▶ [What is required]: Can you render the rows, beginning at their very start and running through the line containing "positive clicks: (1181, 1178)", including that line, as a JSON list of strings with one string per line, leaving out blank lines and pictures?

▶ [Given records]:
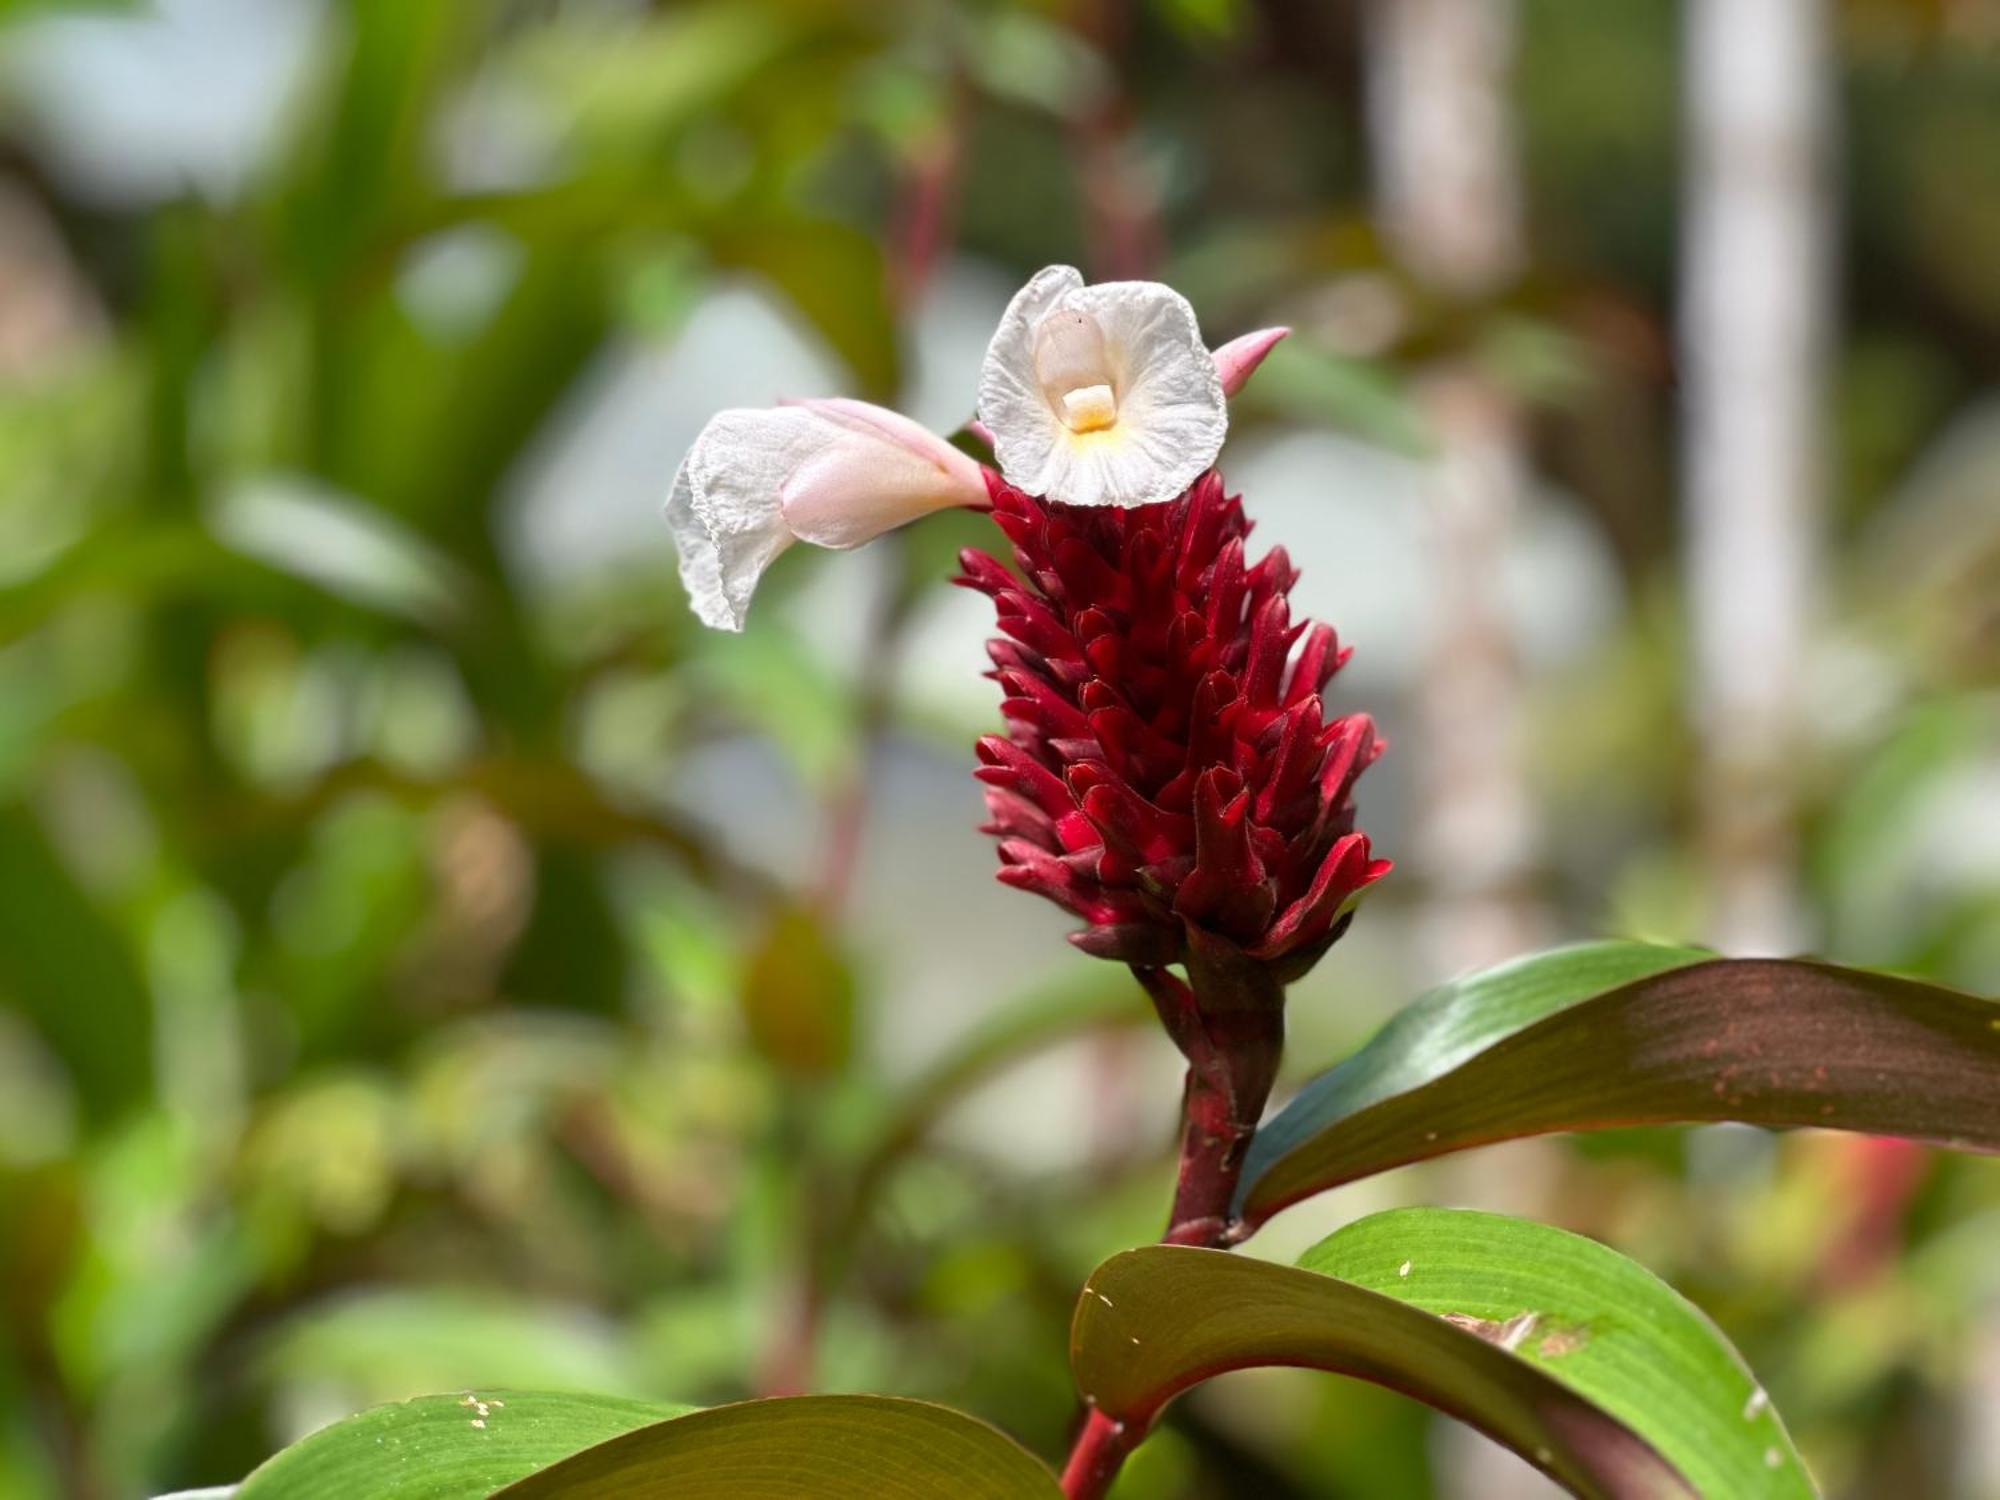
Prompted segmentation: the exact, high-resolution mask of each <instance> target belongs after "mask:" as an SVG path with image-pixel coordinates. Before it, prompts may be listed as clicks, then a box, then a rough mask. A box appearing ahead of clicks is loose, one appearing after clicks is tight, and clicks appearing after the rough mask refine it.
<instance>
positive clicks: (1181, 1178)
mask: <svg viewBox="0 0 2000 1500" xmlns="http://www.w3.org/2000/svg"><path fill="white" fill-rule="evenodd" d="M1132 974H1134V976H1136V978H1138V982H1140V984H1142V986H1144V988H1146V994H1148V996H1150V998H1152V1004H1154V1010H1158V1012H1160V1020H1162V1022H1164V1024H1166V1032H1168V1036H1172V1038H1174V1046H1178V1048H1180V1052H1182V1056H1186V1058H1188V1082H1186V1090H1184V1094H1182V1102H1180V1176H1178V1180H1176V1184H1174V1208H1172V1212H1170V1214H1168V1222H1166V1234H1164V1236H1162V1244H1186V1246H1198V1248H1204V1250H1226V1248H1228V1246H1230V1244H1234V1242H1236V1218H1234V1214H1232V1204H1234V1200H1236V1180H1238V1178H1240V1176H1242V1170H1244V1156H1246V1154H1248V1150H1250V1140H1252V1136H1256V1124H1258V1118H1260V1116H1262V1114H1264V1102H1266V1100H1268V1098H1270V1086H1272V1082H1274V1080H1276V1076H1278V1056H1280V1052H1282V1048H1284V986H1280V984H1278V982H1276V980H1274V978H1270V974H1268V970H1266V968H1264V966H1262V964H1258V962H1254V960H1248V958H1244V956H1242V954H1240V952H1236V948H1232V946H1228V944H1222V942H1216V940H1210V938H1204V936H1200V934H1190V954H1188V978H1186V980H1182V978H1178V976H1176V974H1170V972H1168V970H1164V968H1142V966H1134V968H1132ZM1144 1438H1146V1428H1144V1426H1134V1424H1128V1422H1120V1420H1116V1418H1112V1416H1106V1414H1104V1412H1100V1410H1098V1408H1094V1406H1092V1408H1090V1414H1088V1416H1086V1418H1084V1428H1082V1432H1078V1434H1076V1444H1074V1448H1070V1460H1068V1464H1064V1468H1062V1494H1064V1496H1066V1500H1102V1496H1106V1494H1108V1492H1110V1488H1112V1482H1114V1480H1116V1478H1118V1470H1120V1468H1124V1460H1126V1456H1128V1454H1130V1452H1132V1450H1134V1448H1136V1446H1138V1444H1140V1442H1142V1440H1144Z"/></svg>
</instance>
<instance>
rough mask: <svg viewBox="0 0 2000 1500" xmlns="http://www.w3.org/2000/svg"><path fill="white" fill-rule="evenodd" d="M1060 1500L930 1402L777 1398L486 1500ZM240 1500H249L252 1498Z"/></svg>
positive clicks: (813, 1398) (785, 1397)
mask: <svg viewBox="0 0 2000 1500" xmlns="http://www.w3.org/2000/svg"><path fill="white" fill-rule="evenodd" d="M650 1494H672V1496H674V1500H936V1498H938V1496H952V1500H1060V1498H1062V1490H1058V1488H1056V1478H1054V1476H1052V1474H1050V1472H1048V1470H1046V1468H1042V1464H1040V1462H1038V1460H1036V1458H1032V1456H1030V1454H1028V1452H1026V1450H1024V1448H1020V1446H1018V1444H1016V1442H1014V1440H1012V1438H1008V1436H1004V1434H1000V1432H996V1430H994V1428H990V1426H986V1424H984V1422H980V1420H976V1418H970V1416H966V1414H964V1412H954V1410H952V1408H948V1406H932V1404H930V1402H912V1400H898V1398H892V1396H782V1398H776V1400H762V1402H740V1404H736V1406H716V1408H712V1410H706V1412H696V1414H692V1416H682V1418H678V1420H674V1422H658V1424H654V1426H650V1428H642V1430H638V1432H628V1434H626V1436H622V1438H614V1440H610V1442H604V1444H598V1446H596V1448H592V1450H588V1452H582V1454H576V1456H574V1458H568V1460H564V1462H560V1464H554V1466H550V1468H546V1470H542V1472H540V1474H536V1476H532V1478H528V1480H522V1482H520V1484H514V1486H510V1488H506V1490H502V1492H500V1496H496V1498H494V1500H502V1498H504V1500H556V1498H558V1496H560V1498H562V1500H596V1498H598V1496H634V1498H636V1496H650ZM250 1500H256V1498H254V1496H252V1498H250Z"/></svg>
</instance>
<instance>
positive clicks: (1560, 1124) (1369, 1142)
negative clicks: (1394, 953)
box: [1236, 942, 2000, 1226]
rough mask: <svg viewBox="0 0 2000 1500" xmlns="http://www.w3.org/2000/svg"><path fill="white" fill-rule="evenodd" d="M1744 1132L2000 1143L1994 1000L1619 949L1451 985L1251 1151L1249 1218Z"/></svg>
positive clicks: (1413, 1012) (1496, 970)
mask: <svg viewBox="0 0 2000 1500" xmlns="http://www.w3.org/2000/svg"><path fill="white" fill-rule="evenodd" d="M1712 1120H1742V1122H1748V1124H1762V1126H1826V1128H1830V1130H1862V1132H1866V1134H1876V1136H1906V1138H1910V1140H1928V1142H1936V1144H1942V1146H1956V1148H1960V1150H1986V1152H1994V1150H2000V1006H1996V1004H1994V1002H1990V1000H1980V998H1976V996H1970V994H1960V992H1956V990H1946V988H1940V986H1936V984H1920V982H1916V980H1902V978H1892V976H1888V974H1870V972H1864V970H1852V968H1836V966H1832V964H1816V962H1806V960H1780V958H1736V960H1720V958H1718V960H1710V958H1704V956H1702V954H1700V952H1696V950H1692V948H1658V946H1650V944H1630V942H1606V944H1590V946H1582V948H1562V950H1556V952H1550V954H1540V956H1536V958H1524V960H1518V962H1514V964H1506V966H1502V968H1496V970H1488V972H1484V974H1474V976H1472V978H1466V980H1456V982H1452V984H1446V986H1444V988H1440V990H1434V992H1432V994H1428V996H1424V998H1422V1000H1418V1002H1416V1004H1414V1006H1410V1008H1408V1010H1406V1012H1402V1014H1400V1016H1396V1018H1394V1020H1392V1022H1390V1024H1388V1026H1384V1028H1382V1032H1378V1034H1376V1038H1374V1040H1370V1042H1368V1044H1366V1046H1364V1048H1362V1050H1360V1052H1356V1054H1354V1056H1352V1058H1348V1060H1346V1062H1342V1064H1340V1066H1338V1068H1334V1070H1332V1072H1328V1074H1324V1076H1322V1078H1318V1080H1316V1082H1312V1084H1308V1086H1306V1088H1304V1090H1300V1094H1298V1096H1296V1098H1294V1100H1292V1102H1290V1104H1286V1106H1284V1110H1280V1112H1278V1114H1276V1116H1274V1118H1272V1122H1270V1124H1268V1126H1264V1130H1260V1132H1258V1136H1256V1140H1254V1142H1252V1148H1250V1156H1248V1160H1246V1164H1244V1176H1242V1186H1240V1188H1238V1204H1236V1212H1238V1216H1240V1218H1242V1220H1244V1224H1250V1226H1256V1224H1262V1222H1264V1220H1266V1218H1270V1216H1272V1214H1276V1212H1278V1210H1280V1208H1284V1206H1286V1204H1294V1202H1298V1200H1300V1198H1306V1196H1310V1194H1314V1192H1322V1190H1326V1188H1334V1186H1340V1184H1342V1182H1354V1180H1356V1178H1364V1176H1370V1174H1374V1172H1384V1170H1388V1168H1392V1166H1402V1164H1406V1162H1422V1160H1428V1158H1432V1156H1442V1154H1446V1152H1454V1150H1462V1148H1466V1146H1482V1144H1488V1142H1494V1140H1514V1138H1520V1136H1538V1134H1550V1132H1556V1130H1604V1128H1610V1126H1636V1124H1694V1122H1712Z"/></svg>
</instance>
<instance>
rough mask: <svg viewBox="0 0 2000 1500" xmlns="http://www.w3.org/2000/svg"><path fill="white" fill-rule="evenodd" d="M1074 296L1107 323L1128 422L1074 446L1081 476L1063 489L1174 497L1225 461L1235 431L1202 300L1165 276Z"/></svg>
mask: <svg viewBox="0 0 2000 1500" xmlns="http://www.w3.org/2000/svg"><path fill="white" fill-rule="evenodd" d="M1066 302H1074V304H1076V306H1082V308H1084V312H1090V314H1092V316H1094V318H1096V320H1098V322H1100V324H1102V326H1104V342H1106V344H1108V346H1110V350H1112V366H1114V370H1116V374H1118V424H1116V426H1114V428H1110V430H1106V432H1102V434H1086V436H1084V442H1080V444H1076V446H1074V452H1076V460H1078V462H1076V464H1074V472H1076V478H1074V480H1072V484H1070V492H1064V494H1062V498H1064V500H1068V502H1070V504H1078V506H1092V504H1112V506H1150V504H1156V502H1160V500H1172V498H1174V496H1178V494H1180V492H1182V490H1186V488H1188V486H1190V484H1194V480H1198V478H1200V476H1202V472H1204V470H1206V468H1208V466H1210V464H1214V462H1216V454H1220V452H1222V438H1224V436H1226V434H1228V430H1230V412H1228V402H1226V398H1224V396H1222V376H1220V374H1218V372H1216V360H1214V356H1212V354H1210V352H1208V346H1206V344H1204V342H1202V328H1200V324H1198V322H1196V318H1194V308H1192V306H1188V298H1184V296H1182V294H1180V292H1176V290H1174V288H1172V286H1162V284H1160V282H1102V284H1098V286H1086V288H1084V290H1080V292H1076V294H1074V296H1072V298H1066ZM1100 438H1102V440H1104V442H1098V440H1100ZM1092 478H1096V486H1094V492H1092V484H1090V480H1092Z"/></svg>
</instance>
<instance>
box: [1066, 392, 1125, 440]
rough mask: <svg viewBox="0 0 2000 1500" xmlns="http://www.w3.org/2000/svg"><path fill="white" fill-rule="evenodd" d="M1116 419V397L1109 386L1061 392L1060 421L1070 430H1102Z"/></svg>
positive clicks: (1117, 402)
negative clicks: (1061, 413) (1061, 402)
mask: <svg viewBox="0 0 2000 1500" xmlns="http://www.w3.org/2000/svg"><path fill="white" fill-rule="evenodd" d="M1116 420H1118V398H1116V396H1114V394H1112V388H1110V386H1084V388H1082V390H1066V392H1062V422H1064V426H1068V428H1070V432H1102V430H1104V428H1108V426H1112V424H1114V422H1116Z"/></svg>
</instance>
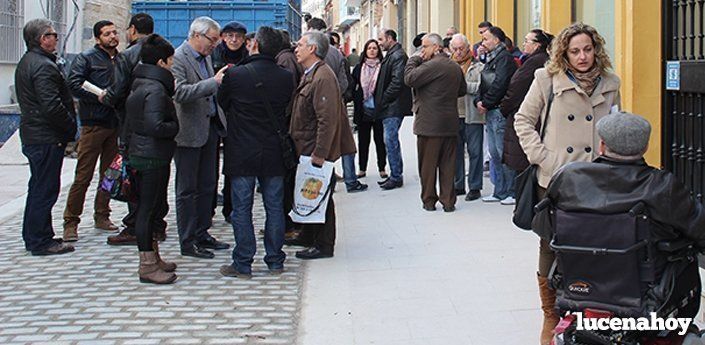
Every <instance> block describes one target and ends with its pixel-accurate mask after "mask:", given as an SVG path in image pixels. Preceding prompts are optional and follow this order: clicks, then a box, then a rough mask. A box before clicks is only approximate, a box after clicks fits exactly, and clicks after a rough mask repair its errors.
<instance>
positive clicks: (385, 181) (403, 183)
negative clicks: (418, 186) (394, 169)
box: [379, 179, 404, 190]
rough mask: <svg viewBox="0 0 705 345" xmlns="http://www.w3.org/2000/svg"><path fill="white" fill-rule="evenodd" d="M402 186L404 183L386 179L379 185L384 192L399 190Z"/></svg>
mask: <svg viewBox="0 0 705 345" xmlns="http://www.w3.org/2000/svg"><path fill="white" fill-rule="evenodd" d="M403 185H404V181H401V180H400V181H394V180H392V179H387V180H386V181H385V182H384V183H382V184H381V185H379V186H380V187H381V188H382V189H384V190H392V189H396V188H401V186H403Z"/></svg>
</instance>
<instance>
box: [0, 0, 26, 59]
mask: <svg viewBox="0 0 705 345" xmlns="http://www.w3.org/2000/svg"><path fill="white" fill-rule="evenodd" d="M23 23H24V0H2V1H0V41H1V42H4V43H3V48H4V49H0V62H4V63H15V62H17V61H19V60H20V57H21V56H22V53H23V52H24V50H25V49H24V48H25V46H24V41H23V40H22V26H23Z"/></svg>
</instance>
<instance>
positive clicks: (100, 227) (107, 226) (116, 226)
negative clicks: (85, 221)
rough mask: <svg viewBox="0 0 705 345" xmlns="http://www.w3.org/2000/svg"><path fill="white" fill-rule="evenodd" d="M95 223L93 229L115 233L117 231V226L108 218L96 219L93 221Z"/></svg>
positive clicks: (95, 218) (96, 217)
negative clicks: (113, 223) (94, 228)
mask: <svg viewBox="0 0 705 345" xmlns="http://www.w3.org/2000/svg"><path fill="white" fill-rule="evenodd" d="M93 220H94V221H95V228H96V229H100V230H105V231H116V230H117V229H119V228H118V227H117V225H115V224H113V222H111V221H110V218H108V217H96V218H94V219H93Z"/></svg>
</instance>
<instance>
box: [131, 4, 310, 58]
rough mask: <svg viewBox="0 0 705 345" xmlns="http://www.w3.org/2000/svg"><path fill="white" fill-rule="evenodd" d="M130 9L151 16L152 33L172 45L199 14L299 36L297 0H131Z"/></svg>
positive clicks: (251, 26)
mask: <svg viewBox="0 0 705 345" xmlns="http://www.w3.org/2000/svg"><path fill="white" fill-rule="evenodd" d="M132 12H133V13H139V12H144V13H148V14H149V15H151V16H152V17H153V18H154V32H156V33H158V34H160V35H162V36H164V37H165V38H166V39H167V40H169V42H171V44H172V45H174V46H175V47H178V46H179V45H181V43H183V42H184V40H186V37H187V35H188V29H189V25H190V24H191V21H193V20H194V19H195V18H196V17H200V16H208V17H211V18H213V19H215V20H216V21H217V22H218V23H220V25H221V26H223V25H225V24H227V23H228V22H230V21H233V20H237V21H239V22H241V23H243V24H245V26H247V30H248V32H254V31H256V30H257V29H258V28H259V27H260V26H264V25H267V26H272V27H275V28H277V29H286V30H287V31H289V34H290V35H291V38H292V40H294V41H296V40H298V39H299V37H301V15H300V13H301V1H300V0H291V1H287V0H263V1H244V0H237V1H133V2H132Z"/></svg>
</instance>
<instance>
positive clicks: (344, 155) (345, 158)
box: [342, 153, 357, 188]
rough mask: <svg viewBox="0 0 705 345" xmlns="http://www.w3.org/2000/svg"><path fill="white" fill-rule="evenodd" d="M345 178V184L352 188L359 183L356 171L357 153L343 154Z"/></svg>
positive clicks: (344, 176) (343, 178)
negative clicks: (355, 167)
mask: <svg viewBox="0 0 705 345" xmlns="http://www.w3.org/2000/svg"><path fill="white" fill-rule="evenodd" d="M342 159H343V180H345V186H346V187H347V188H352V187H355V185H357V173H356V172H355V154H354V153H351V154H349V155H343V157H342Z"/></svg>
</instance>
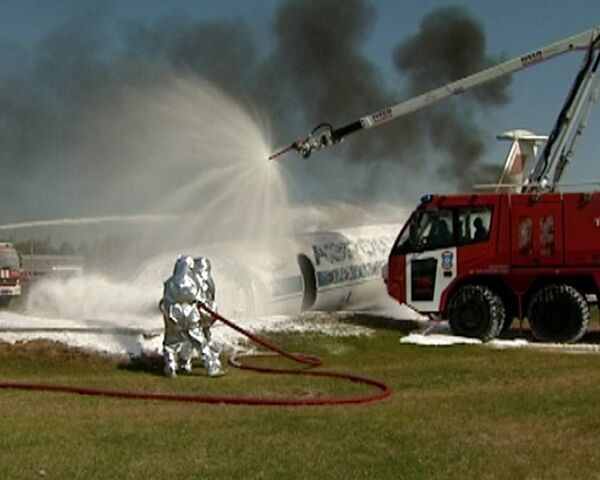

▶ [Problem solution]:
[
  "Prompted segmentation: the exact, high-resolution mask of each <instance> target belongs after \"mask:\" as an SVG path with image-pixel coordinates. Before it, prompts may be listed as clicks, then a box, then a rough mask. A box appearing ahead of clicks is loose, one appearing after clicks is tight, and clicks appearing after the rough mask refine it.",
  "<instance>",
  "positive clicks: (1181, 1178)"
]